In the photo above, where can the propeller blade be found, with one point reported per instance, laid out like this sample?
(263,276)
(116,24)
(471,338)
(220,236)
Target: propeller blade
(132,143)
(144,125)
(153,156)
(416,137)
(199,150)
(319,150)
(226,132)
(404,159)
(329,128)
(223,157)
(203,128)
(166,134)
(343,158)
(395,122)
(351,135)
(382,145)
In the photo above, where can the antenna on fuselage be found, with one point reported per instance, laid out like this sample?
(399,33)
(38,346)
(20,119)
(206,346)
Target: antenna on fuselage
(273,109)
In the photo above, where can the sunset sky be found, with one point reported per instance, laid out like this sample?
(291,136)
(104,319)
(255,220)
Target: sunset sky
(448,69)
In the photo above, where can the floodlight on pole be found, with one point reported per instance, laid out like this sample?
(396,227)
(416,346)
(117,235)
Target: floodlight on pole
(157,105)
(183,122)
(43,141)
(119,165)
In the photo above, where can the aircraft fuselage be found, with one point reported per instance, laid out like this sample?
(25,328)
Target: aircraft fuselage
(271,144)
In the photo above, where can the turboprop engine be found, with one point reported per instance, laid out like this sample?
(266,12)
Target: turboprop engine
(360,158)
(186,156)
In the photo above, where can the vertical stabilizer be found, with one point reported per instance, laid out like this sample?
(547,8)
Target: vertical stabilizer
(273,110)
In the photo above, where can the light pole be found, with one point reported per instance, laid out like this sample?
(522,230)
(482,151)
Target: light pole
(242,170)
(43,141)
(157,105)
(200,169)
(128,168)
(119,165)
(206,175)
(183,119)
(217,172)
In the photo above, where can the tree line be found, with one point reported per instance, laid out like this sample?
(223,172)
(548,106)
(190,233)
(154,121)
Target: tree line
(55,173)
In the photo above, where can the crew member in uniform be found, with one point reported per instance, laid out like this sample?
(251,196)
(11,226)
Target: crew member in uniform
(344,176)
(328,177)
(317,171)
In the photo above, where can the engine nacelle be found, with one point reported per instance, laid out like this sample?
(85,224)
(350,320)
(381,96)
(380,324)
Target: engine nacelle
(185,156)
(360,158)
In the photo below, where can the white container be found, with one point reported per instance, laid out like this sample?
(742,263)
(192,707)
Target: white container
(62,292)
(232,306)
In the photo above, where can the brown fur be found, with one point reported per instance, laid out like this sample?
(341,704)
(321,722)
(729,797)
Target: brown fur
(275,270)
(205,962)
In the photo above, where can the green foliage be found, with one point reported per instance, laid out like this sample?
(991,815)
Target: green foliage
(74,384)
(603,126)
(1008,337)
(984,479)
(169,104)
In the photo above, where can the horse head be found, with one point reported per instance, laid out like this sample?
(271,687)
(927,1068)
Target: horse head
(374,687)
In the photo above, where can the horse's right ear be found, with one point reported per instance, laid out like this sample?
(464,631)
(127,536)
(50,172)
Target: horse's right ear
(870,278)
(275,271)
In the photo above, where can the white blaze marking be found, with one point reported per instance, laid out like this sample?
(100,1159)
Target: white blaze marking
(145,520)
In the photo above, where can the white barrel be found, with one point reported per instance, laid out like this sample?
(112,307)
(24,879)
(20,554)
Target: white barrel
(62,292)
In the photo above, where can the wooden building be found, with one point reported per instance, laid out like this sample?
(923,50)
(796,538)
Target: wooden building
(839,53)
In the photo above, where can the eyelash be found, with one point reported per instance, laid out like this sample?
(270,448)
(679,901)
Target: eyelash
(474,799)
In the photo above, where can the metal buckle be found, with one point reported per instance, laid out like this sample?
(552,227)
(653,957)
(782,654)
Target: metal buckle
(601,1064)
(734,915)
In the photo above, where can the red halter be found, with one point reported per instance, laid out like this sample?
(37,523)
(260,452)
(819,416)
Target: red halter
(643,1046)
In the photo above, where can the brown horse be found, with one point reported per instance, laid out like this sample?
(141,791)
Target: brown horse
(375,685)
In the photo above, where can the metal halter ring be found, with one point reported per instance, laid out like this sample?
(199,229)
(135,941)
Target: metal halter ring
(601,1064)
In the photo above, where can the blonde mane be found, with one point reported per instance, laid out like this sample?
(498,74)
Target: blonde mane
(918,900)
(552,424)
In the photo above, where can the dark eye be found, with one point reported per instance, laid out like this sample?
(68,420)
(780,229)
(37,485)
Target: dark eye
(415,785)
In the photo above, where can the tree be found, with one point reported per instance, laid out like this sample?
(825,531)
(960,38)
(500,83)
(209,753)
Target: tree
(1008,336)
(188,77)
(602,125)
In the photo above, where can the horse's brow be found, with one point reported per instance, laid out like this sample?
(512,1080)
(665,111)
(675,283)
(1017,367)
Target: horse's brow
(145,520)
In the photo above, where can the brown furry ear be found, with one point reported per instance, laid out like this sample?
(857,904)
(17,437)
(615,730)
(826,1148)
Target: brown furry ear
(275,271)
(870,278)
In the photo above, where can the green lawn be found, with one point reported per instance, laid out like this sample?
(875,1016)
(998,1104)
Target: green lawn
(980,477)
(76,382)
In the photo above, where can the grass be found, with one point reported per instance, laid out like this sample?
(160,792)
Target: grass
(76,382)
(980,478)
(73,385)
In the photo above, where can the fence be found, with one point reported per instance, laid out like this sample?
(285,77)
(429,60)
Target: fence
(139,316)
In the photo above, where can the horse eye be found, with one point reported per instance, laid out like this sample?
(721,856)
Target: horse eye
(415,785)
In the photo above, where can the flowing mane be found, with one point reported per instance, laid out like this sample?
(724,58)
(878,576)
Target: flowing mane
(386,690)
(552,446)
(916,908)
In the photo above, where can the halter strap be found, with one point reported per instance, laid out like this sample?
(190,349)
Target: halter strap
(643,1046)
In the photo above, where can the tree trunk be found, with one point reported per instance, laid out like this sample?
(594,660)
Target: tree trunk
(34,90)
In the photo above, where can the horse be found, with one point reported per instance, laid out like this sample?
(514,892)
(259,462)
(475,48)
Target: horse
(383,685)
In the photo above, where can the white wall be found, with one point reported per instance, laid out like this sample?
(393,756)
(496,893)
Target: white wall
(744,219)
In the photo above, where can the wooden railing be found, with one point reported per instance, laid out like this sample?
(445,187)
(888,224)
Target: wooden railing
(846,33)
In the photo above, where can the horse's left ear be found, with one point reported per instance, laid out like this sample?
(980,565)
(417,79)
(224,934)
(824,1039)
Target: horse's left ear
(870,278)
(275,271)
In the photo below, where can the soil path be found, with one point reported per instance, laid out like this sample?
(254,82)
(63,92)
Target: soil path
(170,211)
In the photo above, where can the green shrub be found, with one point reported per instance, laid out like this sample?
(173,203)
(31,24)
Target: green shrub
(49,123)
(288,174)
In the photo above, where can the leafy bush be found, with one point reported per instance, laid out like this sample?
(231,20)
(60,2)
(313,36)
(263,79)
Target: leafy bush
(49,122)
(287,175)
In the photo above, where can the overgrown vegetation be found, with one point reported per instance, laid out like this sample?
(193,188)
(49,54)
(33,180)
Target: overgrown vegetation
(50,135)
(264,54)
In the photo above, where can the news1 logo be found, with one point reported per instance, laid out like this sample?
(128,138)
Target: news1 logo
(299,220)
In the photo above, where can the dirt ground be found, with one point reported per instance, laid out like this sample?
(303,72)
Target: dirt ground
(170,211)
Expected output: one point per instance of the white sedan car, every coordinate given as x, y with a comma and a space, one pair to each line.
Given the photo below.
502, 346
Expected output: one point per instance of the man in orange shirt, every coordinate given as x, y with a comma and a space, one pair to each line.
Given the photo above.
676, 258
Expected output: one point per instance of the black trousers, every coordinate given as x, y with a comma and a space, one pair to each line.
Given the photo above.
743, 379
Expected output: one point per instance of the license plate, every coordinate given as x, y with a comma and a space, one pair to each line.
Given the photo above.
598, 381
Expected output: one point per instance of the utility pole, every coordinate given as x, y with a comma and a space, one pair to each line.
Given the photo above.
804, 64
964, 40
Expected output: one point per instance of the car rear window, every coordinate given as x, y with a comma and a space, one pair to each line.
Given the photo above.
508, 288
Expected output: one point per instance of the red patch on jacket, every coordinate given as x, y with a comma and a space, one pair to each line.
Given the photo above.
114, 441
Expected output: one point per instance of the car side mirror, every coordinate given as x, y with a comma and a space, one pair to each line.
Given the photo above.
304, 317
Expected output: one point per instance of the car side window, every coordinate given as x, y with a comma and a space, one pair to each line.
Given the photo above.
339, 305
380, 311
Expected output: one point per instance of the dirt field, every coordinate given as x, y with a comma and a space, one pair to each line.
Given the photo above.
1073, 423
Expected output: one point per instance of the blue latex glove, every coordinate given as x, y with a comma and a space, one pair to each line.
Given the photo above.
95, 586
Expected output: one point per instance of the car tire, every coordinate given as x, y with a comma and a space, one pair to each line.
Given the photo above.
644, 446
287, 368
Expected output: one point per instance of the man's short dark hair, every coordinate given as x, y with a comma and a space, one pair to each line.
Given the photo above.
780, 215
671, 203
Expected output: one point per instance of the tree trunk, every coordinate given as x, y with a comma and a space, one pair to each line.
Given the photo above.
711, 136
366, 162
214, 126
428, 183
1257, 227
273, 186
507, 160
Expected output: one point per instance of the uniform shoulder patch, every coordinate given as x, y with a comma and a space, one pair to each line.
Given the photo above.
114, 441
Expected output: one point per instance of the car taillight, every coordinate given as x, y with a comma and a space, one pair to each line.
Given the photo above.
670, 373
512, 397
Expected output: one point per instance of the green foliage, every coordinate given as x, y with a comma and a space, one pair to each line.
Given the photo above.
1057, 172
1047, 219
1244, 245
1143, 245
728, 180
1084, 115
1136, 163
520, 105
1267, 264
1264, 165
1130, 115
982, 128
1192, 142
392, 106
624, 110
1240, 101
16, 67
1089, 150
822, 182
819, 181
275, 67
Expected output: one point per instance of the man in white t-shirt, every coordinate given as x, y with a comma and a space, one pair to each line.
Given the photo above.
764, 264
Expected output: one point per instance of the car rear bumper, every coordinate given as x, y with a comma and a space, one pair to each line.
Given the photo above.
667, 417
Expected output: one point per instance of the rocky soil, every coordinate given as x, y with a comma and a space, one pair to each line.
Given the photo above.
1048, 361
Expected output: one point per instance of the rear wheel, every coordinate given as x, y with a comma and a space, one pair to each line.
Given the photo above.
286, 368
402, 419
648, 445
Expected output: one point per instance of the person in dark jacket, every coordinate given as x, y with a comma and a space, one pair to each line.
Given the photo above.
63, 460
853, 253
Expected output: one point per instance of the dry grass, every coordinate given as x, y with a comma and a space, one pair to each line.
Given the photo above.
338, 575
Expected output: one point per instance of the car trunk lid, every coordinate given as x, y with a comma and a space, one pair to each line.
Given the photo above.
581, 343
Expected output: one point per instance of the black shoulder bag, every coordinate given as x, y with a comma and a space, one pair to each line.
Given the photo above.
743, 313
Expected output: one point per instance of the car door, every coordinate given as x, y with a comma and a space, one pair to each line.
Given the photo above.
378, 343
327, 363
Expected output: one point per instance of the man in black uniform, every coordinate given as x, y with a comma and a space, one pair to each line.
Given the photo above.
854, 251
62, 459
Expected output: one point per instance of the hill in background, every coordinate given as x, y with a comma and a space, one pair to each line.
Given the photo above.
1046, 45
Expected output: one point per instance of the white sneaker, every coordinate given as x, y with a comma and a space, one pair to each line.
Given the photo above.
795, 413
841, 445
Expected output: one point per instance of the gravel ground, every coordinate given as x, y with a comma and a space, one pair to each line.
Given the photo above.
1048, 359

## Task details
Say how many lines above include "side". The number alone is the answer.

## Exercise output
2